■ **INSTRUCTIONS FOR THE TASK**
Each entry below is to be duplicated verbatim.

■ **DATA ENTRIES**
◆ ◆ ◆

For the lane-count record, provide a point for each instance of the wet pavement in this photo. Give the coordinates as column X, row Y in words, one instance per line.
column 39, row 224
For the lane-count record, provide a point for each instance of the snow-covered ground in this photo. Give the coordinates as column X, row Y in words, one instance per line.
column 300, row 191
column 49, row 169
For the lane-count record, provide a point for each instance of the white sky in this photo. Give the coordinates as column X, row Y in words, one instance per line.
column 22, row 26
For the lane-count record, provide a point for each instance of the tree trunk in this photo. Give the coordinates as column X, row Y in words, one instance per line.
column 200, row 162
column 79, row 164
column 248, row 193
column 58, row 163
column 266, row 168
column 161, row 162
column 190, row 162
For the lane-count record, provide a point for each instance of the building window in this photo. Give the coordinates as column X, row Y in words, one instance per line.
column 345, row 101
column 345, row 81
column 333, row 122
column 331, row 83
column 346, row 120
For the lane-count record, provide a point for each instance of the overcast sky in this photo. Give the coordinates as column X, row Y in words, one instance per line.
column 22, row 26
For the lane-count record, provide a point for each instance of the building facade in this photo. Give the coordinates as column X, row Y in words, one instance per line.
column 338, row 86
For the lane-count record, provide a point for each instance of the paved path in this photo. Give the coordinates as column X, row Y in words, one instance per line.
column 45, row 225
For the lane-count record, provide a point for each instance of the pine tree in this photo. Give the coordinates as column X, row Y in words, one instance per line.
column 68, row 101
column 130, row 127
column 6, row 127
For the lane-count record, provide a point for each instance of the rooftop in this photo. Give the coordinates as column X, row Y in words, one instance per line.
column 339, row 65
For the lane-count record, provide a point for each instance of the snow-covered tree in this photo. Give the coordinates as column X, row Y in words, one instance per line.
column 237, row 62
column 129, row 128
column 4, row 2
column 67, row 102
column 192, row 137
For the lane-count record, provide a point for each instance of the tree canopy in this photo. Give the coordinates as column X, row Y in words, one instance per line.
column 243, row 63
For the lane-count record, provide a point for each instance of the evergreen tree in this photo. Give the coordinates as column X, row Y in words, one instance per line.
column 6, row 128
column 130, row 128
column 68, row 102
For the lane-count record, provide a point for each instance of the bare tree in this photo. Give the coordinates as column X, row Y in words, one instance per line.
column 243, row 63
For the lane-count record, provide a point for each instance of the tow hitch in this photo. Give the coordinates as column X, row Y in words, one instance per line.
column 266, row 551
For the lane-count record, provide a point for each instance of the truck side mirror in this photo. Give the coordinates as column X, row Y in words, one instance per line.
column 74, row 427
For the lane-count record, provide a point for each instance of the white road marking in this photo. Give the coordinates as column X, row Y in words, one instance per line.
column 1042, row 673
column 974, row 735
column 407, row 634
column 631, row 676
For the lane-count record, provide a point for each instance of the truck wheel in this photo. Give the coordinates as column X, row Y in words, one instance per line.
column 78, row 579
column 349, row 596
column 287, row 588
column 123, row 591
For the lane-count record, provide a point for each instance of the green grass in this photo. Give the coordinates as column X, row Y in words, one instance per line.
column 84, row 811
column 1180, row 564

◆ ◆ ◆

■ **SOLUTION TO THIS TASK**
For the lane-count record, provide a point for each instance of the wet pavement in this photo. Give the coordinates as column X, row Y in words, one instance per line.
column 39, row 224
For the lane-count record, provide a point for each instance of the snow-covered ground in this photo. Give the coordinates as column X, row Y in words, one instance per line.
column 300, row 191
column 49, row 169
For the lane-count record, provide a point for each instance of the white sky in this photo. Give the coordinates as column X, row Y in words, one instance per line.
column 22, row 26
For the lane-count record, provide a point for each instance of the tree trunk in this photo. Give the coordinates as column X, row Y in words, one instance per line.
column 200, row 162
column 79, row 164
column 248, row 193
column 58, row 163
column 266, row 168
column 161, row 162
column 190, row 162
For the lane-count record, provide a point for each instance of the building window in this photo. Give the coordinates as column X, row Y in words, one instance per line.
column 345, row 101
column 345, row 81
column 333, row 122
column 331, row 83
column 346, row 120
For the lane-count record, provide a point for each instance of the overcast sky in this photo. Give the coordinates as column X, row Y in words, one instance per line.
column 22, row 26
For the lane-count record, provide a point for each instance of the building facade in this photo. Give the coordinates as column X, row Y in words, one instance per line.
column 338, row 86
For the lane-count record, provide a point for each instance of the paved path in this photo. Give the coordinates as column X, row Y in words, one instance per line.
column 45, row 225
For the lane-count record, provide a point for each instance of the pine tree in this photo. Give the coordinates as column X, row Y in words, one instance per line.
column 68, row 101
column 130, row 127
column 6, row 127
For the lane-count record, provide a point for each instance of the rooftop in this photo. Give the coordinates as column X, row Y in words, one instance per line.
column 339, row 65
For the lane-count record, provide a point for each instance of the snow-covered tree in this photo. Give the coordinates as column X, row Y in words, one instance per line.
column 237, row 62
column 129, row 128
column 4, row 2
column 67, row 102
column 192, row 137
For the lane-count record, provide a point for each instance of the tree canopy in this photo. Give the coordinates as column X, row Y in words, one instance per line.
column 243, row 63
For the lane-count record, provide a point for each instance of the evergreen tree in this photo. Give the coordinates as column X, row Y in words, one instance per line.
column 6, row 128
column 130, row 128
column 68, row 102
For the lane-count record, provide a point for each instance of the bare tree in this photo. Give the coordinates as column X, row Y in words, one instance per line.
column 243, row 63
For the lane-count record, provide a point for each instance of the tow hitch in this photo. Give the coordinates as column X, row Y in words, one instance per line.
column 266, row 551
For the lane-count record, provide a point for each instance of the truck side mirror in this photo. Give the coordinates as column X, row Y in words, one instance per line.
column 74, row 427
For the lane-count record, provide a point for each instance of the white road marking in this photo. Give the coordinates as column X, row Y in words, one instance per line.
column 1042, row 673
column 974, row 735
column 407, row 634
column 631, row 676
For the lane-count record, provide a point for each instance of the truck wheel in this photo. Give the coordinates as column X, row Y in words, one instance per line.
column 78, row 579
column 349, row 596
column 287, row 588
column 123, row 591
For the lane-count record, provide a point for each instance of the green grass in this photo. Give the coordinates as column X, row Y in words, one instance per line.
column 84, row 811
column 1180, row 564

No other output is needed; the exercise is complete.